*Given instruction a*
According to the bad-metals excerpt, what is the entropy of localized non-interacting spins?

*Text excerpt*
Tuesday, August 18, 2015

The large electronic entropy of bad metals

A common feature of bad metals is that at relatively low temperatures [of the order of the coherence temperature which is much less than the non-interacting Fermi temperature] they have an entropy per electron of the order of Boltzmann's constant, k_B. This is more characteristic of a classical than a quantum system. For localised non-interacting spins the entropy is ln(2) k_B. In contrast, in a Fermi liquid such as an elemental metal, the electronic entropy is of order k_B T/T_F where T is the temperature and T_F is the Fermi temperature (10,000s K in an elemental metal).

I don't think this bad metal property of the large electronic entropy is emphasised enough, although it was highlighted here.

I illustrate this below with two sets of experimental data. The first set is measurements on YBCO, with x related to the doping, small x corresponding to the under doped regime and x=1 approximately optimal doping.
In the metallic state, the entropy increases approximately linearly with temperature and has a value of the order of 0.6 k_B at T=300 K.

Aside: previously I discussed how the entropy is maximal at optimal doping and this is reflected in a change in sign of the thermopower.

The second is from the same research group (20 years later) concerning a family of iron pnictides
Electronic specific heat of Ba1−xKxFe2As2 from 2 to 380 K
G Storey, J W Loram, J R Cooper, Z Bukowski, and J Karpinski
Note that here the entropy is divided by the temperature, so in a simple Fermi liquid the graph would be flat. For reference, the value of S/T [and the specific heat] calculated from DFT-based band structure calculations is about 10 mJ/mol/K^2. Hence, we see how strong correlations enhance the entropy. Furthermore, S ~ ln(2) R ~ 50 mJ/mol/K for temperatures of the order of 100 K for x > 0.4.

Monday, August 17, 2015

Cherry picking theories

Cherry picking data is not just done by scientific "denialists" but also some "respected" theorists who are seeking support for their scientific theory.

I recently realised that some experimentalists cherry pick theories to describe their experimental data. I heard a talk by a theorist who reported having several disturbing conversations along the following lines.

Experimentalist: We fitted our data to your theory.

Theorist: But the theory is not valid or relevant in the parameter regime of your experiment.

Experimentalist: We don't care. The theory fits the data.

Friday, August 14, 2015

New proposals to measure the shear viscosity of an electron fluid

Recently, several new approaches have been suggested to experimentally measure the viscosity of the electron fluid in a metallic crystal. Previously, I posted about how ultrasound attenuation can be used to indirectly measure the viscosity. However, that method is arguably not sensitive enough for the small viscosities [of the order  n hbar, where n is the electron density] that are of particular relevance to possible quantum limits to the viscosity.

Forcella, Zaanen, Valentinis, and van Der Marel considered electromagnetic properties of viscous charged fluids, finding new possible signatures due to the viscosity such as negative refractive index, a frequency dependent peak in the reflection coefficient, and a strong frequency dependence of the phase. However, they note that these effects may be difficult to observe for viscosities of the order
of the quantum limit, n hbar.

*Supplied entries*
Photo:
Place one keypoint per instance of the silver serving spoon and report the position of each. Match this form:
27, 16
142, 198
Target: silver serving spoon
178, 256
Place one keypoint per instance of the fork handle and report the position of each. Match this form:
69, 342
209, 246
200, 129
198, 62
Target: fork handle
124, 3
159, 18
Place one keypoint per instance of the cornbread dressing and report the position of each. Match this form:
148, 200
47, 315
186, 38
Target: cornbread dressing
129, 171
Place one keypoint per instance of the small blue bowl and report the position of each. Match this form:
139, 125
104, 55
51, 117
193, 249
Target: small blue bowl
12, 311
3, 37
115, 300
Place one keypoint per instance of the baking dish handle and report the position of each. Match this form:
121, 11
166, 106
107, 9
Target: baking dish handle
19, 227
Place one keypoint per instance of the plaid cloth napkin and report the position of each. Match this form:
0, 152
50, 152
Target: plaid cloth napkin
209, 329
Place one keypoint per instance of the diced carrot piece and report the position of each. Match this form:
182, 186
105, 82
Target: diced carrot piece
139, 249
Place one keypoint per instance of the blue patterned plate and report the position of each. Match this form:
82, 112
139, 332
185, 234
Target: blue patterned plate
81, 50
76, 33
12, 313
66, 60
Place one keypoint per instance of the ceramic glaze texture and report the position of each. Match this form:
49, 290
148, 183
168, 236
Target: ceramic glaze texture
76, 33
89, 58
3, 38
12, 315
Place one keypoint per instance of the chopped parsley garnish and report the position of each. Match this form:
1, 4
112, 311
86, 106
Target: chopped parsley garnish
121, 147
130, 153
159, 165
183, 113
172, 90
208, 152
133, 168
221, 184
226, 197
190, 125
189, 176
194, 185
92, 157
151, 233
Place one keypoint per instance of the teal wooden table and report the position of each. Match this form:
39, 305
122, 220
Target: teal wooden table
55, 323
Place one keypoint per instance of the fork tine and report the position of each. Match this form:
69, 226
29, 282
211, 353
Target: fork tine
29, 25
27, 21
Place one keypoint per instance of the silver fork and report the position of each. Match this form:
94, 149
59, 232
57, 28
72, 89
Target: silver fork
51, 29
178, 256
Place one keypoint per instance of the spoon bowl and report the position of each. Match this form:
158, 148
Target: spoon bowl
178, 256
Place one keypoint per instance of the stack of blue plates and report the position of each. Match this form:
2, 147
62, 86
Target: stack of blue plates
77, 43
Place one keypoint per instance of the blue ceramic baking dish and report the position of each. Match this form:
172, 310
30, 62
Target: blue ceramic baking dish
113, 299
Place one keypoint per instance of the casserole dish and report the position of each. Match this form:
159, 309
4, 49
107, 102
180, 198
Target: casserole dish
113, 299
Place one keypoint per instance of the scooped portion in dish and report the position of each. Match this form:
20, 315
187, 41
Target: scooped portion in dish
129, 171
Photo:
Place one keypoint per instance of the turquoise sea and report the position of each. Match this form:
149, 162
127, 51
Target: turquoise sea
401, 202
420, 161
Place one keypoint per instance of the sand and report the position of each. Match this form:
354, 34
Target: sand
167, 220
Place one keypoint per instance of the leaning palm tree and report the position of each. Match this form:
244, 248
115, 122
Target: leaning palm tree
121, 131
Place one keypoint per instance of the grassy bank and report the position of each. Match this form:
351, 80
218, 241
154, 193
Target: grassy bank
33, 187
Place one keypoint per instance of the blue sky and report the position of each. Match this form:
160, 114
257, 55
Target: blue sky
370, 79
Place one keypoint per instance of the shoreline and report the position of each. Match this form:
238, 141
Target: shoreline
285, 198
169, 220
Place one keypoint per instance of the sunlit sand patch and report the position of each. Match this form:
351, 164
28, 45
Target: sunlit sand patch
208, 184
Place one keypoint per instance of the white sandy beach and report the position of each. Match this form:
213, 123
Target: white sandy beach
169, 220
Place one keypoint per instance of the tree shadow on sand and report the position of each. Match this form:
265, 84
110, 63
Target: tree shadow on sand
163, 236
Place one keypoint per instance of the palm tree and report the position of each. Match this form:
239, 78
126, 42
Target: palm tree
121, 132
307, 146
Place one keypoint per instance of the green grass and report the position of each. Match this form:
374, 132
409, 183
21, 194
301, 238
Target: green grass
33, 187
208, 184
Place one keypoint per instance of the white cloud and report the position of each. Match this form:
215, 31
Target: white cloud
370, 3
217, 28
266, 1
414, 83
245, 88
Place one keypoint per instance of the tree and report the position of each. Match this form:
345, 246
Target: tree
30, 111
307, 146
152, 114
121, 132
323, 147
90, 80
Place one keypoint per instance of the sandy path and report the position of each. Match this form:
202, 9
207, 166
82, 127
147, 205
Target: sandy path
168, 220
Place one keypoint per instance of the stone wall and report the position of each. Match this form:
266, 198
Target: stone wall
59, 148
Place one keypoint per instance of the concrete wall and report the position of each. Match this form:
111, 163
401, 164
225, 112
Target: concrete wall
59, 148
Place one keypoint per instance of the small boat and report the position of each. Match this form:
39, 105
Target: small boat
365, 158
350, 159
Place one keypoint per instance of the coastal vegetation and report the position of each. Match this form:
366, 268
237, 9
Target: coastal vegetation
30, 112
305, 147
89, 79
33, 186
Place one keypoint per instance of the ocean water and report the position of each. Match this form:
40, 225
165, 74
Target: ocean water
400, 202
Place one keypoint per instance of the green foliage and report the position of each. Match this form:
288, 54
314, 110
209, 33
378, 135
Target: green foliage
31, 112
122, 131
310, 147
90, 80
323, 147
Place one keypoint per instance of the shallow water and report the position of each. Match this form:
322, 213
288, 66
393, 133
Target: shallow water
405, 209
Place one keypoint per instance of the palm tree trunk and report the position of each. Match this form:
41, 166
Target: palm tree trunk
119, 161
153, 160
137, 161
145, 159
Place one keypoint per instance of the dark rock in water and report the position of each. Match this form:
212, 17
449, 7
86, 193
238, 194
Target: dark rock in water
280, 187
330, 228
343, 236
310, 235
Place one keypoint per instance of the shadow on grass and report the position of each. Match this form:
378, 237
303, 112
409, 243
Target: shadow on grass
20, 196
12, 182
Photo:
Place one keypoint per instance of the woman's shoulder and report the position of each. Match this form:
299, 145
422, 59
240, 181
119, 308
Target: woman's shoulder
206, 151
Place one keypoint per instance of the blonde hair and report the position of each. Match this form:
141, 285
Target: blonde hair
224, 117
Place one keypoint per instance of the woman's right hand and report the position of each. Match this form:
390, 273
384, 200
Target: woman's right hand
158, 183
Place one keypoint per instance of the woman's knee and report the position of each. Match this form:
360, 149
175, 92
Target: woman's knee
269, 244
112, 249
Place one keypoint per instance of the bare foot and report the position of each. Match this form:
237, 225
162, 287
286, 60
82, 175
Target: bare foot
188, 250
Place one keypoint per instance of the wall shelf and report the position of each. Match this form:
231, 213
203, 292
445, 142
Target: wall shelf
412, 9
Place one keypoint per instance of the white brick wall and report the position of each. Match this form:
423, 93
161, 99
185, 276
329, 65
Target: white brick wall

*Given instruction b*
Update the records from the line with "Place one keypoint per instance of the bare" up to and including the last line of the records by replacing "wall shelf" with "floating shelf" and leaving everything else unchanged.

*Task result a*
ln(2) k_B

*Task result b*
Place one keypoint per instance of the bare foot and report the position of each. Match this form:
237, 225
162, 287
286, 60
82, 175
Target: bare foot
188, 250
Place one keypoint per instance of the floating shelf and report the position of each. Match this form:
231, 213
203, 292
445, 142
Target: floating shelf
412, 9
Place one keypoint per instance of the white brick wall and report the position of each. Match this form:
423, 93
161, 99
185, 276
329, 65
Target: white brick wall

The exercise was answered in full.